_RECORD LIST_
* Start *
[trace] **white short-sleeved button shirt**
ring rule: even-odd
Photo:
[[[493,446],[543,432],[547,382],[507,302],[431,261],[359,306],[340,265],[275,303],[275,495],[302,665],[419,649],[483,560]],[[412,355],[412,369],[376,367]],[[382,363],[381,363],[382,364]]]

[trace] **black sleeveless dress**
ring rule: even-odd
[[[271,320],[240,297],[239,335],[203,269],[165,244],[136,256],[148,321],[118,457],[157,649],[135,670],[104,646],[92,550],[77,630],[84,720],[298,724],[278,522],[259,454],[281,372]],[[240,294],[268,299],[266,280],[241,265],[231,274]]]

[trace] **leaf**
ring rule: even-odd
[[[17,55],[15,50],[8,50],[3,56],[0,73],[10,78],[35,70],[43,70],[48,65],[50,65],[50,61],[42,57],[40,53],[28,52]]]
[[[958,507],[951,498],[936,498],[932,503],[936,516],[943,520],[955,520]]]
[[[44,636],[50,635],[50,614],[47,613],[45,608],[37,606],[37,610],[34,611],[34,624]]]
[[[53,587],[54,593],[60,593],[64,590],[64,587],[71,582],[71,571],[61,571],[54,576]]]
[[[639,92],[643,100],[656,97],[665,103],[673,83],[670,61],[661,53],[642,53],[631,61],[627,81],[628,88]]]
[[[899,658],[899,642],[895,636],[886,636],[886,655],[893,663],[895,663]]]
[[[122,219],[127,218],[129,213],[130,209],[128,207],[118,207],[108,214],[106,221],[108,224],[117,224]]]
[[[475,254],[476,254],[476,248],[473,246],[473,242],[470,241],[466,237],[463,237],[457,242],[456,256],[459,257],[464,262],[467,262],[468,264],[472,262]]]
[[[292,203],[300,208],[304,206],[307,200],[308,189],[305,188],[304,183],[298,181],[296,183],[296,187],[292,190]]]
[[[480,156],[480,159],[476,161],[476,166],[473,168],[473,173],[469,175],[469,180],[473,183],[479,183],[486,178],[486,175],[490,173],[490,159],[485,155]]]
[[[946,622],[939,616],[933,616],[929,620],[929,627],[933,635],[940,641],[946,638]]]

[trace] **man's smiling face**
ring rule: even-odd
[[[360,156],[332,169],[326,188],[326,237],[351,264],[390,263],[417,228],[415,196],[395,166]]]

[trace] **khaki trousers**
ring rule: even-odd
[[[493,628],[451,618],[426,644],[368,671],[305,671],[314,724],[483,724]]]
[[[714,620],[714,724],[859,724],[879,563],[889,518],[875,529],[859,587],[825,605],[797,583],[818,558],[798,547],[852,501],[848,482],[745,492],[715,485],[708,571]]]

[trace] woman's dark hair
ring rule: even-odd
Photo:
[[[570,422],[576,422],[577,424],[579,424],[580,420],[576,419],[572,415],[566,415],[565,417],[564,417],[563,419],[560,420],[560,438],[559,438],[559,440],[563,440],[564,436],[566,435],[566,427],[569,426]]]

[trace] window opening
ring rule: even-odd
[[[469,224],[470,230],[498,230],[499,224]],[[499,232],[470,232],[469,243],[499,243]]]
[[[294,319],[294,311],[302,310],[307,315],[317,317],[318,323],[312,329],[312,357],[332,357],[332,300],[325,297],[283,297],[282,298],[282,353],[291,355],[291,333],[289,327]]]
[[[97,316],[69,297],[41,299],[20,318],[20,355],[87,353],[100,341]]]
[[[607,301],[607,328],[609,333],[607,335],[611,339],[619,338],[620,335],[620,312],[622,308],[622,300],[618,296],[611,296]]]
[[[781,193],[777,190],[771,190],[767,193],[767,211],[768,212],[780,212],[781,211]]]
* End *
_REQUIRED WORK_
Rewrite the stretch from the line containing "[trace] **khaki trousers**" through the end of the items, requests included, multiplying every coordinate in the answers by 2.6 and rounding each to the nearest whole number, halves up.

_RESULT OF THIS TASK_
[trace] **khaki trousers**
ring rule: even-odd
[[[1282,1633],[1173,1607],[1108,1674],[957,1745],[793,1745],[816,1882],[1256,1882]]]
[[[1856,1612],[1856,1882],[2233,1882],[2285,1464],[2311,1347],[2275,1375],[2233,1526],[2145,1573],[2072,1516],[2127,1451],[2075,1422],[2215,1303],[2205,1253],[1937,1279],[1859,1261],[1841,1485]]]

[trace] woman's dark hair
ring rule: even-odd
Photo:
[[[1482,1097],[1498,1097],[1500,1102],[1505,1102],[1508,1092],[1498,1089],[1487,1079],[1472,1079],[1469,1084],[1466,1084],[1464,1089],[1456,1092],[1456,1139],[1453,1139],[1453,1144],[1464,1144],[1466,1134],[1472,1131],[1472,1110],[1479,1108]]]

[trace] window opening
ring rule: even-odd
[[[1219,582],[1222,598],[1295,598],[1297,582]],[[1297,603],[1222,603],[1219,632],[1297,632]]]
[[[764,829],[764,809],[785,806],[798,819],[824,824],[827,840],[811,855],[811,928],[863,928],[863,780],[845,772],[736,772],[733,775],[733,918],[757,923],[757,866],[751,850]]]
[[[252,822],[179,772],[107,777],[52,827],[52,923],[226,918],[260,887]]]
[[[1578,783],[1578,853],[1583,866],[1578,871],[1589,881],[1609,879],[1612,871],[1612,811],[1617,801],[1617,780],[1607,770],[1589,770]]]
[[[2031,502],[2020,494],[2005,494],[1994,502],[1994,549],[1997,551],[2028,551],[2031,549]]]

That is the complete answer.